WRITTEN TASK A:
Rewrite the photo-based point labeling records as a JSON list of strings with one string per line, omitting blank lines and covering every record. Do not include the pictures in the answer.

READING PASSAGE:
◇ ◇ ◇ ◇ ◇ ◇ ◇

Architecture of refuge: Community Spaces in Rohingya Refugee Response

Online Exclusive Feature, Social / 2022

Architecture of refuge: Community Spaces in Rohingya Refugee Response

November 30, 2022

In August 2017, escalations of extreme violence against their community—especially women and girls—forced around 700,000 Rohingya people to seek refuge in Bangladesh almost overnight. This unprecedented scale of displacement caused refuge settlements in the border areas of Ukhiya and Teknaf to explode in growth. It is presently the world’s largest collective refugee camps, with children making up almost half of the settlement’s 1.1 million population.

Within five years since the mass exodus, the prioritisation of refugees’ needs has changed. In the post-emergency phase, the focus was on basic needs of food/water and shelter. But as the situation stabilised, spaces for education, community interaction as well as income generation became increasingly important.

Thus, these community spaces were created throughout three phases: the post-emergency period, the transitional period, and the development period.

Currently, there are six buildings that serve to provide much-needed safe spaces, centred around the most vulnerable groups of women and children. They have been built with materials that the people are familiar with, like bamboo and thatch, and designed with an attention to detail to reflect the community’s identity. These spaces have recently received the Aga Khan Award for Architecture in the 2022 cycle.


Participatory process

The design process was mostly conducted by collaborating with the end users in the field, without drawings or models. Interventions were created sequentially to meet specific needs and suited to each context.

The Shantikhana Women Friendly Space was the first safe space to be created. “We tried to develop and propose new solutions in this tropical monsoon climate, and we got the opportunity to do the first woman-friendly space in the Camp 4 extension,” said Saad Ben Mostafa, one of the architects, in the Aga Khan award recipient video.

◇ ◇ ◇ ◇ ◇ ◇ ◇

WRITTEN TASK B:
Translate the following sentence from the feature on Rohingya community spaces into Spanish: "The Shantikhana Women Friendly Space was the first safe space to be created."

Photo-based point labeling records
◇ ◇ ◇ ◇ ◇ ◇ ◇

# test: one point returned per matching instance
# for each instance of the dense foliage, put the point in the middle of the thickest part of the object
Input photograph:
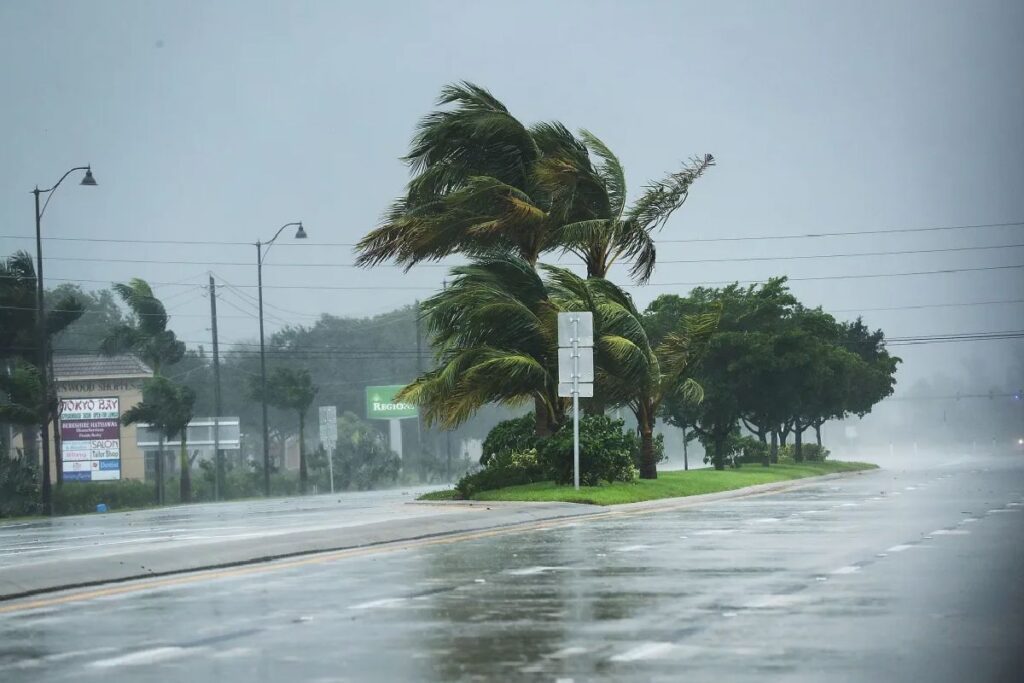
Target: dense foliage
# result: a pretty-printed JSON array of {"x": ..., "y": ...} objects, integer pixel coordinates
[{"x": 515, "y": 435}]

◇ ◇ ◇ ◇ ◇ ◇ ◇

RESULT A:
[
  "# test: one point returned per matching instance",
  "# for each instance of the dense foliage, put the point in the middle of the thickest part of the object",
  "Input photograph:",
  "Target: dense foliage",
  "# result: a pretty-printed JSON array of {\"x\": ..., \"y\": ...} objects, integer pixel coordinates",
  "[{\"x\": 515, \"y\": 435}]"
]

RESULT B:
El Espacio Amigable para Mujeres Shantikhana fue el primer espacio seguro que se creó.